Task details:
Nothing but the lines holding the string "staircase" should appear in the answer. Copy them from the entries.

Source records:

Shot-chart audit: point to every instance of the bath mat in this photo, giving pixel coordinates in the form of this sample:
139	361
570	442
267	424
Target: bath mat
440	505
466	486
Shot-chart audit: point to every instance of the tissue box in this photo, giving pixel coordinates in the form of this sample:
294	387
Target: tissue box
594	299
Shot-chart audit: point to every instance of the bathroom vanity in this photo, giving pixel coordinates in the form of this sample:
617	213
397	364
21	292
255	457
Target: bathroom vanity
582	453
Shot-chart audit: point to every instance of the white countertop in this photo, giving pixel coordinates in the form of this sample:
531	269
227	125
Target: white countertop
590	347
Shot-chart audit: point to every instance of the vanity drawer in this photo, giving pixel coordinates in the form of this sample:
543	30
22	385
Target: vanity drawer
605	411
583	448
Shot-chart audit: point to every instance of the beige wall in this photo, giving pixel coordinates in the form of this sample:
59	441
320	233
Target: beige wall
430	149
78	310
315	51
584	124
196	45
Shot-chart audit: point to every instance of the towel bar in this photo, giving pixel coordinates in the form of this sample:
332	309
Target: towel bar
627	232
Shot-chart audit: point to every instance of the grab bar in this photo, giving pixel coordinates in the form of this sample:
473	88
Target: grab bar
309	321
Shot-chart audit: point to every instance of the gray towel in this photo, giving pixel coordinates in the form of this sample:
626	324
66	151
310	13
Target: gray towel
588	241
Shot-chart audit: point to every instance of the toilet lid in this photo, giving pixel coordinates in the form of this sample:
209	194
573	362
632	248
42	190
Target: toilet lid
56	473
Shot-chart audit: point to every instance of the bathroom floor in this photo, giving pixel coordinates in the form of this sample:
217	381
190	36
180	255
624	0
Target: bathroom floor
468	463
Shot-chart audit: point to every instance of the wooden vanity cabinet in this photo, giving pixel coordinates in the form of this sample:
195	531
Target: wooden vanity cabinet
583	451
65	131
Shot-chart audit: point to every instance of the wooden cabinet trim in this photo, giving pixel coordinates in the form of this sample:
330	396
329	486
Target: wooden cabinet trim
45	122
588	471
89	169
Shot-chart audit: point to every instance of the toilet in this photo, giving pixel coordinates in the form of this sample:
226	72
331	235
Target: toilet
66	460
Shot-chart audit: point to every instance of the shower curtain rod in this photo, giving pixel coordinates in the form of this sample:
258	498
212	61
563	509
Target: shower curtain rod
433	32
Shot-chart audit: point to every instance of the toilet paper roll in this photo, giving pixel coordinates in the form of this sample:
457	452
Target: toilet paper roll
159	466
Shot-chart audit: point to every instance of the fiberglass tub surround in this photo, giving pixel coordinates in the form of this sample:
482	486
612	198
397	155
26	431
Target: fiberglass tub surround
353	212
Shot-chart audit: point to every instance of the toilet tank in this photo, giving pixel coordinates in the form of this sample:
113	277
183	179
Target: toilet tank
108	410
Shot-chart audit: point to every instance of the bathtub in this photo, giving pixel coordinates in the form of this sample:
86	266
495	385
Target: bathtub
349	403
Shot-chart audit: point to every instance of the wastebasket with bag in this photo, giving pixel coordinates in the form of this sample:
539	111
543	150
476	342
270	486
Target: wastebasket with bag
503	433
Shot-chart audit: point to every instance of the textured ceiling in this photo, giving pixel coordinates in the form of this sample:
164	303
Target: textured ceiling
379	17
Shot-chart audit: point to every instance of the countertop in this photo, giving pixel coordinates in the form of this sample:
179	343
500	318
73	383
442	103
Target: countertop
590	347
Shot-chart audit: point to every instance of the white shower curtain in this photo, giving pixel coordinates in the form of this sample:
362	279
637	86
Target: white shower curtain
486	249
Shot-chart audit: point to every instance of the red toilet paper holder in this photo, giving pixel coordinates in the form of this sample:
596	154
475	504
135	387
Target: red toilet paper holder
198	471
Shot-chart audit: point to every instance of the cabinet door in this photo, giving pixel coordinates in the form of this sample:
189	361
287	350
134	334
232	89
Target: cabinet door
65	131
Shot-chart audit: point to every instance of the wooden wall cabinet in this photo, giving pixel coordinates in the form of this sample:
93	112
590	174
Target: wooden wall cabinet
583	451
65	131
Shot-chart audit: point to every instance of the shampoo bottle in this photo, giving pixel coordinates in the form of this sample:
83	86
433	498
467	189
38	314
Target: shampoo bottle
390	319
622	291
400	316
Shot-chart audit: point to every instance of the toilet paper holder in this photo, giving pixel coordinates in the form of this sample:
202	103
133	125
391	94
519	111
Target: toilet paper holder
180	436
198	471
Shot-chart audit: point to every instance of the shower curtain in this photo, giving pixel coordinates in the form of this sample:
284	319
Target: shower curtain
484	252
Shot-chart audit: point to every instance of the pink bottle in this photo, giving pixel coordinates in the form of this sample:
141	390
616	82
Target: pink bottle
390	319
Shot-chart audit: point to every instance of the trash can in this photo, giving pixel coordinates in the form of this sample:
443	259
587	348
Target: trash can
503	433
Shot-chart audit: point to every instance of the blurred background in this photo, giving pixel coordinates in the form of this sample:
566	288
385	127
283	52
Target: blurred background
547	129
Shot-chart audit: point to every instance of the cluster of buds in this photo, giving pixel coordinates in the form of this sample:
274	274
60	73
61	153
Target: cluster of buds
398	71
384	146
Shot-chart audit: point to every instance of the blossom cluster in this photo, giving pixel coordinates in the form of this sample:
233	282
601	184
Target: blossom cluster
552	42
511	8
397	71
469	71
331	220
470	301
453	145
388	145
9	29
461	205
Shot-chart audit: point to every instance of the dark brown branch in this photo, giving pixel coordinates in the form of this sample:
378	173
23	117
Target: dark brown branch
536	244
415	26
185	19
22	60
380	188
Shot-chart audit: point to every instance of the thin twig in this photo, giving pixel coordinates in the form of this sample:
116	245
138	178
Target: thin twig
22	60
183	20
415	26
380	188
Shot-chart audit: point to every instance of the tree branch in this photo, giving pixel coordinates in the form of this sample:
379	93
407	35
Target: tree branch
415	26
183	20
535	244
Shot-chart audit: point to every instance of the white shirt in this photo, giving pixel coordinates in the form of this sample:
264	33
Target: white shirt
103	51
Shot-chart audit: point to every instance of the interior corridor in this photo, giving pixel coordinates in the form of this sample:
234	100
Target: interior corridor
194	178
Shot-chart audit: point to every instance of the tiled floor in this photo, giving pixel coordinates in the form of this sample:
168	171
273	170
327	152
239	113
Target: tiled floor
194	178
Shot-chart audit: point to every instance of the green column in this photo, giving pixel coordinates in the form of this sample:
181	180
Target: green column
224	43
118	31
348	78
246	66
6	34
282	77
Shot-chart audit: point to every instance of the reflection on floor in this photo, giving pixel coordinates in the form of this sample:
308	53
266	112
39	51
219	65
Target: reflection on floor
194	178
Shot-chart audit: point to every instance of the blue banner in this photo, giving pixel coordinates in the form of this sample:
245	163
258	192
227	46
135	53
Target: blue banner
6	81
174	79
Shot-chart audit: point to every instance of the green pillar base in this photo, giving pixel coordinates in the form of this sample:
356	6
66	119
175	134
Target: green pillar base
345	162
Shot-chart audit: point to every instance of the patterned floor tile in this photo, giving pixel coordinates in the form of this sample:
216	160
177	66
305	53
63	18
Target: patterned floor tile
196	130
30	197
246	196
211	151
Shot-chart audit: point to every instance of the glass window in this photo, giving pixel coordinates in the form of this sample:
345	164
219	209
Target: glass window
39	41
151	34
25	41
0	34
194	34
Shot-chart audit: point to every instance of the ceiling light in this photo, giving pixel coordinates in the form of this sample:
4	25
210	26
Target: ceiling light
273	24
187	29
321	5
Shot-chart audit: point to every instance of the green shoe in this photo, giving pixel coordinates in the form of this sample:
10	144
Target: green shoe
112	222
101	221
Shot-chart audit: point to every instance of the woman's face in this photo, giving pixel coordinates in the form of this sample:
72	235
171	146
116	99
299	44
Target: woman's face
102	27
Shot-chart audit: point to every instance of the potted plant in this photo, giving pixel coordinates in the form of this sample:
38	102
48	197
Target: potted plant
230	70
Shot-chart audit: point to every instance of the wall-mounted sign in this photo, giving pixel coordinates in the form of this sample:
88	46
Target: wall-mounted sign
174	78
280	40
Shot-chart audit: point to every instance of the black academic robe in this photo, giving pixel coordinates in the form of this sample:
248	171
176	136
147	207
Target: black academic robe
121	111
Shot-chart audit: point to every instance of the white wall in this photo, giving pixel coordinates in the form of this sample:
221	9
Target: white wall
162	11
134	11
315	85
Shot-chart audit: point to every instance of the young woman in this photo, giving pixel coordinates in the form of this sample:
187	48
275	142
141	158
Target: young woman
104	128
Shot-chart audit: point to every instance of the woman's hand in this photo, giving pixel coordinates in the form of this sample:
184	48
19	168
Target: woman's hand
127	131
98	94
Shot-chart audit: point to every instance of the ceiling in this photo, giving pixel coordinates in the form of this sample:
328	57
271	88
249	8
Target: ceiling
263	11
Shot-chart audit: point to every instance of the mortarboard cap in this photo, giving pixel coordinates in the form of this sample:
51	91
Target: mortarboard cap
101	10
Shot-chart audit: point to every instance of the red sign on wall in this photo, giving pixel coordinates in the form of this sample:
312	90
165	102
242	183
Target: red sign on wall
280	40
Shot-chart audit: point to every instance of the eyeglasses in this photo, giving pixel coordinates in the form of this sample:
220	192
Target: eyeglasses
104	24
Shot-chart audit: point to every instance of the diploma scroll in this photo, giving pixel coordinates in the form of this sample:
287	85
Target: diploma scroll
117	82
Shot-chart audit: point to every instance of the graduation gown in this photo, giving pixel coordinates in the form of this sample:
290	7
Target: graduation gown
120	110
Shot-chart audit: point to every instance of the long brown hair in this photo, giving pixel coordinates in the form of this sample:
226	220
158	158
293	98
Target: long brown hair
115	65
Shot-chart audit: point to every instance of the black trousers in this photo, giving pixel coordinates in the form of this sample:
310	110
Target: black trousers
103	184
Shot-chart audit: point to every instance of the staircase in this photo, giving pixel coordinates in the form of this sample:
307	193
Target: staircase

Response below:
Shot-chart audit: point to every instance of the staircase in this photo, giving pixel coordinates in the form of this sample:
Target: staircase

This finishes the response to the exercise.